PROBLEM: Gather every line of the items below that contains the string "poster", matching case exactly.

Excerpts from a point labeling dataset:

★ ★ ★ ★ ★ ★ ★

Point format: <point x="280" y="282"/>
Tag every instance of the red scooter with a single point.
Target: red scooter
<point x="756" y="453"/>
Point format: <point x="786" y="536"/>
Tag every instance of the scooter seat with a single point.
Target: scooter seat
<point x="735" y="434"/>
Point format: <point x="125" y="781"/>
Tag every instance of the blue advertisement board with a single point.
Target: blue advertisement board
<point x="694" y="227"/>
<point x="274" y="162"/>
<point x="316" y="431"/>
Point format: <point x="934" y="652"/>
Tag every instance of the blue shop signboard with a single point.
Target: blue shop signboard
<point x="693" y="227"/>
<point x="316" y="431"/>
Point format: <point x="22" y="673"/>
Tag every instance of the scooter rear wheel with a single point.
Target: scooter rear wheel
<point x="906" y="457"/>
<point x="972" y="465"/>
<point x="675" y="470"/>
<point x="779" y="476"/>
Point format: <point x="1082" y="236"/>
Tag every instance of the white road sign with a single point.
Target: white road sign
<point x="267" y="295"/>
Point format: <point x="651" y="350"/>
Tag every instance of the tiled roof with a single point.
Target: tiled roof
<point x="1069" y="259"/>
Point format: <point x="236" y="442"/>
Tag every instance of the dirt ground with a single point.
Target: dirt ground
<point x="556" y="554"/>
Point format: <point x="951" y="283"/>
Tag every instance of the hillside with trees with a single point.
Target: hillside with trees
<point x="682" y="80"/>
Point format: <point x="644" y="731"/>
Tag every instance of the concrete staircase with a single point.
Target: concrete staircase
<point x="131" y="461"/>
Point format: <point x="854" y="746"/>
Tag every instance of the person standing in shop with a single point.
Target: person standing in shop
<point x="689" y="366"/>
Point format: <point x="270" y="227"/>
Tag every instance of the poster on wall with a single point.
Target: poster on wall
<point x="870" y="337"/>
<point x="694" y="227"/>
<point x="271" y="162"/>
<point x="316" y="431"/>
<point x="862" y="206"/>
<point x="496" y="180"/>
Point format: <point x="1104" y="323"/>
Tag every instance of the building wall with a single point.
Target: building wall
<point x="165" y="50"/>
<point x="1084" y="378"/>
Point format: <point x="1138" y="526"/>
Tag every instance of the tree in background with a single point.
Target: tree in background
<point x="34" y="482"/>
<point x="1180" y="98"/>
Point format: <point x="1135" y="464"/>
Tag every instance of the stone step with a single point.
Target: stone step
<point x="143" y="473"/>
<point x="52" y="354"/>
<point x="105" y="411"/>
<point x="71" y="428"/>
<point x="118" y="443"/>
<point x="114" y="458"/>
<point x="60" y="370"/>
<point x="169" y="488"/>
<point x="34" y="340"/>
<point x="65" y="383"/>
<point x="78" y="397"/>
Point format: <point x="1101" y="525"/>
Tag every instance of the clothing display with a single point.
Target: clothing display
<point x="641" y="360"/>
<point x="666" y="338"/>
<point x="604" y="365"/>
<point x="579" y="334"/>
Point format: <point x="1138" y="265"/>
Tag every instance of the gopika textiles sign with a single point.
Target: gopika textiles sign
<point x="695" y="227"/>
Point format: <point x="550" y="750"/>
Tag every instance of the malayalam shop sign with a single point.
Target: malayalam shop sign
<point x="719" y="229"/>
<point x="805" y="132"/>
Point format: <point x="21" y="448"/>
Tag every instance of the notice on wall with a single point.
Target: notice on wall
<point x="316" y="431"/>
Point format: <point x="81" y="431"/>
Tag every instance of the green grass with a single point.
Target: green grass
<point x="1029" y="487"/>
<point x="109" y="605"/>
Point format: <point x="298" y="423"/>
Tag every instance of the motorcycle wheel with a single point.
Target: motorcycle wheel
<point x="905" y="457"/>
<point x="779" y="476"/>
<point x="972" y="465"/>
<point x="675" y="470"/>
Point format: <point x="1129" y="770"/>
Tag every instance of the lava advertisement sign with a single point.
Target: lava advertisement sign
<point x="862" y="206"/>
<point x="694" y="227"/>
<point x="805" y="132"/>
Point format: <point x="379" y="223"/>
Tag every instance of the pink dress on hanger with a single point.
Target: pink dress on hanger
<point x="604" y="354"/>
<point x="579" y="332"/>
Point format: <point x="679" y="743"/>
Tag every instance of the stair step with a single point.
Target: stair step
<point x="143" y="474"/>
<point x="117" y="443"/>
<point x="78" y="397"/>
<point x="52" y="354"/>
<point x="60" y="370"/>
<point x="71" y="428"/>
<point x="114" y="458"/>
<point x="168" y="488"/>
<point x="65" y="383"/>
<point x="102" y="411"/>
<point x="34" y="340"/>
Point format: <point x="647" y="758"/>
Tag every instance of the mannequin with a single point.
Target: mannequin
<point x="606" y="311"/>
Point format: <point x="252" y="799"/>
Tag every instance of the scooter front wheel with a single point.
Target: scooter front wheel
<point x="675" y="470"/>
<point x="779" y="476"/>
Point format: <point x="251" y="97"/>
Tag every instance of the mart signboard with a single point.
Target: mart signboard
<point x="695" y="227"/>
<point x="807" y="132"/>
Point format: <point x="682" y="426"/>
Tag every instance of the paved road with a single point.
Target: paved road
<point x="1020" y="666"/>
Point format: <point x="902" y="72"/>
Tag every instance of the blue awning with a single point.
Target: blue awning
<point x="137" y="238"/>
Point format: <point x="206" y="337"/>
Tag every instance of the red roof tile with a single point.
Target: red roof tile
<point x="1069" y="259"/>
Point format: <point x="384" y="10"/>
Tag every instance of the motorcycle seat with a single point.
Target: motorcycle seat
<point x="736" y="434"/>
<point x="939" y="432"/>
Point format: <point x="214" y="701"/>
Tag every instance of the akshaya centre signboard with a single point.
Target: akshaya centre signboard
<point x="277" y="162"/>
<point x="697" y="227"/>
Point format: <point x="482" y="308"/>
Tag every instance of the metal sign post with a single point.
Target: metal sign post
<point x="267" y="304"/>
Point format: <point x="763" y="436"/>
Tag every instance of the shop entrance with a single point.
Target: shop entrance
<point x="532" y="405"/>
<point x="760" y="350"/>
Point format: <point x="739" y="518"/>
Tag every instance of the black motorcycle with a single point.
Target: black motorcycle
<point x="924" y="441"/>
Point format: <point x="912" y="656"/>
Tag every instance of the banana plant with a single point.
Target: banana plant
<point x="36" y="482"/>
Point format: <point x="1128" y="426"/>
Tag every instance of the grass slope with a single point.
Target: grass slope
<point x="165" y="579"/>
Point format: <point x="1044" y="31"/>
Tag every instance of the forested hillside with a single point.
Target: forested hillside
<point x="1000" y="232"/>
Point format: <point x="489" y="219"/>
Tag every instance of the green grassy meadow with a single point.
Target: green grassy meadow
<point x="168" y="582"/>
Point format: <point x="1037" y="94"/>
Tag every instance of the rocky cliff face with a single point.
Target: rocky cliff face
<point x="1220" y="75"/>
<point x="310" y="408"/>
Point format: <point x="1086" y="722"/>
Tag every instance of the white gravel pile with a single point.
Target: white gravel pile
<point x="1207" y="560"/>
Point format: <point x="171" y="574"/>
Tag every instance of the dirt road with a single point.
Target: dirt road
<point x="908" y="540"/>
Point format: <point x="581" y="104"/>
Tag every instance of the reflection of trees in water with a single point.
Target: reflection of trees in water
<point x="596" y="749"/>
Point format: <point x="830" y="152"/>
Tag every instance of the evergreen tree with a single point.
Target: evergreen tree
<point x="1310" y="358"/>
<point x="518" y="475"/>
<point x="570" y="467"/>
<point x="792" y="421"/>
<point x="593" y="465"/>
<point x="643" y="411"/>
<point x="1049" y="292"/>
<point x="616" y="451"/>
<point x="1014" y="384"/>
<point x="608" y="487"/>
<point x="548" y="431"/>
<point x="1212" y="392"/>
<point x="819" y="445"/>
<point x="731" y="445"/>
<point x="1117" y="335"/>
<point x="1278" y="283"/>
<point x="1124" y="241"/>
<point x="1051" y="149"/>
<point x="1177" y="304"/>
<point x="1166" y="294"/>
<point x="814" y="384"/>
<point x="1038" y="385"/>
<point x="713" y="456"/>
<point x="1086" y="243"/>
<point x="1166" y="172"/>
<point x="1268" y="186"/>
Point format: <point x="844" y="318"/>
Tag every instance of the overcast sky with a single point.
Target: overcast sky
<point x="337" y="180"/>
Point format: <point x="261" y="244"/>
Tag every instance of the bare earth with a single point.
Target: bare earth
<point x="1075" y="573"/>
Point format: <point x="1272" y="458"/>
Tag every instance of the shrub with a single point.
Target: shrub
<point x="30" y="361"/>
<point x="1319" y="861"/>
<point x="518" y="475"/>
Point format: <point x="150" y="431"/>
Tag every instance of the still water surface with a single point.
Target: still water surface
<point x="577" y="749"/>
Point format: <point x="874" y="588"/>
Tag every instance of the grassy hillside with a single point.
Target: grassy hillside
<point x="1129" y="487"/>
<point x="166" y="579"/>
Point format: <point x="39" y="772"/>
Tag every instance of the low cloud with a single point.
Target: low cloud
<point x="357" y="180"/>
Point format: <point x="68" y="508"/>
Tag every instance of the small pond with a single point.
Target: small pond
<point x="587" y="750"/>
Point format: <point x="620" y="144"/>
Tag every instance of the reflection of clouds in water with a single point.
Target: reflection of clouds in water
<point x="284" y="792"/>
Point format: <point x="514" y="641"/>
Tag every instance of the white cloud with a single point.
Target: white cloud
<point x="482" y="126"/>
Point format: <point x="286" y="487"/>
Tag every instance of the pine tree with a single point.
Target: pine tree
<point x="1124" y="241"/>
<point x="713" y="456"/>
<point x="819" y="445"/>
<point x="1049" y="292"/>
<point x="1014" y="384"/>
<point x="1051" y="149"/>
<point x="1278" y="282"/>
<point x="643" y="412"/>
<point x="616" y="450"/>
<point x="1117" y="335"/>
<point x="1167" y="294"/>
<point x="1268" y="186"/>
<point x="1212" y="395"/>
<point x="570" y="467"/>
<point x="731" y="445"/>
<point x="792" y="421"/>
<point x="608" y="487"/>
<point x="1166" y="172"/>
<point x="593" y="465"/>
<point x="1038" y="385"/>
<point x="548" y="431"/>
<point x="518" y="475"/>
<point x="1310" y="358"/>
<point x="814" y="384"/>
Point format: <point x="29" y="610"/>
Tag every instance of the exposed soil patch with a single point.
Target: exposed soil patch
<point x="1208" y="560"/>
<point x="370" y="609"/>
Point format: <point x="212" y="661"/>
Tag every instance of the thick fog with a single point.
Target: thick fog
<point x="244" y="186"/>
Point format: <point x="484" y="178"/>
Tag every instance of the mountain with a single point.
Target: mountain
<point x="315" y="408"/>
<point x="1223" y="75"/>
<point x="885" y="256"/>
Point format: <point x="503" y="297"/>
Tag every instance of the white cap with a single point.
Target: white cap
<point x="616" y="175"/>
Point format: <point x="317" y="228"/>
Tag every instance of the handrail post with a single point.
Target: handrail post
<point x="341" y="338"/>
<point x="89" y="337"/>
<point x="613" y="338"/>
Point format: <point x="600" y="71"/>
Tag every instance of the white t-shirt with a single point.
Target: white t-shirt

★ ★ ★ ★ ★ ★ ★

COMPLETE ANSWER:
Tag every instance of the poster on wall with a single point.
Target: poster on wall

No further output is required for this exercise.